> **Given data**:

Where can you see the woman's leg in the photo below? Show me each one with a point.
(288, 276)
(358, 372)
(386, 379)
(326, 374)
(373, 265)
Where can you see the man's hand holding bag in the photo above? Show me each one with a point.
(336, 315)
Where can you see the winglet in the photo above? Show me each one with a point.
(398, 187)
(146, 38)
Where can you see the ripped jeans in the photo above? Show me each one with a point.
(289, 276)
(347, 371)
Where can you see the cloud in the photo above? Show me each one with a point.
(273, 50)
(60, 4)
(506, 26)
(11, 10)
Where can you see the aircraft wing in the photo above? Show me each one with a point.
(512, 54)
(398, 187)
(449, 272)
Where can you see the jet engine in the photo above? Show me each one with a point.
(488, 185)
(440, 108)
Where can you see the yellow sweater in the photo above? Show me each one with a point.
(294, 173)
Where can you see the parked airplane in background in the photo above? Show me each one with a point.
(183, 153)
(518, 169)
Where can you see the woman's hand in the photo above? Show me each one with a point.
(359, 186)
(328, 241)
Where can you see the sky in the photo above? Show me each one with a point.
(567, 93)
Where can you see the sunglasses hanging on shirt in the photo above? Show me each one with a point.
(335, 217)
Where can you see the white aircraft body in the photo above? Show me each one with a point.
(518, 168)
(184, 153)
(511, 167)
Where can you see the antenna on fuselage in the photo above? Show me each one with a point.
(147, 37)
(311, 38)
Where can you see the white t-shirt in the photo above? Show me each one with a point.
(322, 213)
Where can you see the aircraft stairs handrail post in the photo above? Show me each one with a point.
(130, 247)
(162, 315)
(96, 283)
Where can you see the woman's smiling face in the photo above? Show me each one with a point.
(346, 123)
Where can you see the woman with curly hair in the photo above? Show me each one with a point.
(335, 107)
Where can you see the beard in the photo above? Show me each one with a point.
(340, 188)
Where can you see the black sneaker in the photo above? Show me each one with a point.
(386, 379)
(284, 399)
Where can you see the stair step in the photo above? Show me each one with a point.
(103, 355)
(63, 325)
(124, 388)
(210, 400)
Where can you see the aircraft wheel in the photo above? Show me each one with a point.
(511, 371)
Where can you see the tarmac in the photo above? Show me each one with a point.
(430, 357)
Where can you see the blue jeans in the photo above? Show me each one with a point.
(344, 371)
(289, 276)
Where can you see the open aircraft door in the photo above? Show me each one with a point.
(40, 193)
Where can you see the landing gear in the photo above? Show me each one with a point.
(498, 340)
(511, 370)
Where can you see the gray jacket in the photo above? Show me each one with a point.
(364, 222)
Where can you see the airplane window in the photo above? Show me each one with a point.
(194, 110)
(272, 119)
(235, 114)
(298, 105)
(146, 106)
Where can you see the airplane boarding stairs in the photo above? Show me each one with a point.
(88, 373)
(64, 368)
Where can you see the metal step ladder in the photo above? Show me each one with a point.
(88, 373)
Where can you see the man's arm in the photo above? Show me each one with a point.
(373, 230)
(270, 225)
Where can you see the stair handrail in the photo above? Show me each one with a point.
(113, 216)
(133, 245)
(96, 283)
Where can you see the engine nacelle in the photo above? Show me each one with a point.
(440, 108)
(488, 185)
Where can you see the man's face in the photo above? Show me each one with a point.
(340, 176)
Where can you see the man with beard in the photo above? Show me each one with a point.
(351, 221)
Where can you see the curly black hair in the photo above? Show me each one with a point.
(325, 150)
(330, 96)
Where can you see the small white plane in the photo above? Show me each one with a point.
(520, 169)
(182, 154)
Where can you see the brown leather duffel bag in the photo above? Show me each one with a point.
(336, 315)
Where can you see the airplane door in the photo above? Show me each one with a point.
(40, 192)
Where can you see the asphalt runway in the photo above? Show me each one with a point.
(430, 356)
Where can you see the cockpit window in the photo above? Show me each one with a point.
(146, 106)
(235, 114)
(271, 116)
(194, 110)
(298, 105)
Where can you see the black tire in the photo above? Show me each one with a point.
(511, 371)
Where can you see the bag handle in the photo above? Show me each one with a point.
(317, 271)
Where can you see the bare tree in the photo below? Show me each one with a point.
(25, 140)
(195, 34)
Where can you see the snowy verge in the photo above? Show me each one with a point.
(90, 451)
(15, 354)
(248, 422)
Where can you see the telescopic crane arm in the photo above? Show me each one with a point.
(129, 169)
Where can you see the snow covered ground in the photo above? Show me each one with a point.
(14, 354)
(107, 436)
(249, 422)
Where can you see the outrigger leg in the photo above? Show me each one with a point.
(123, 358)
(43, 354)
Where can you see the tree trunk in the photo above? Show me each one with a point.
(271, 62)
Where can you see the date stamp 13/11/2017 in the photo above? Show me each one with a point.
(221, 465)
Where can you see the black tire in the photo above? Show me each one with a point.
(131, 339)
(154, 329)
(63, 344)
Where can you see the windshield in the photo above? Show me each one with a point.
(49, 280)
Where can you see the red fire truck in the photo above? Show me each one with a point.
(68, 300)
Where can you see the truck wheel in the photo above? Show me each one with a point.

> **Prompt**: Scale the records above, starting at the line that has "Where can you see the outrigger" and stopping after the last line of the records. Write out every line in that stretch again, with each x and y point coordinate multiplied by 0.45 and rounded to a whole number (halves round up), and leave all other wording unchanged.

> **The completed task**:
Where can you see the outrigger leg in the photo above? Show me each one with a point.
(55, 161)
(19, 159)
Where can you see the tree trunk in the photo above? Show me each one with a point.
(122, 28)
Where can you see the date stamp 13/11/2017 in the photo above? Show me each one with a point.
(99, 209)
Where can you see the black tire in the photo above? Show me each one with a point.
(59, 153)
(69, 148)
(28, 155)
Where can you see the windshield in the photo above? Show me each one with a point.
(22, 126)
Where can you see the red fire truck in the photo above? Show me each one with a point.
(31, 135)
Where can you see the truck wheel in the photo above? Show me each one with a point.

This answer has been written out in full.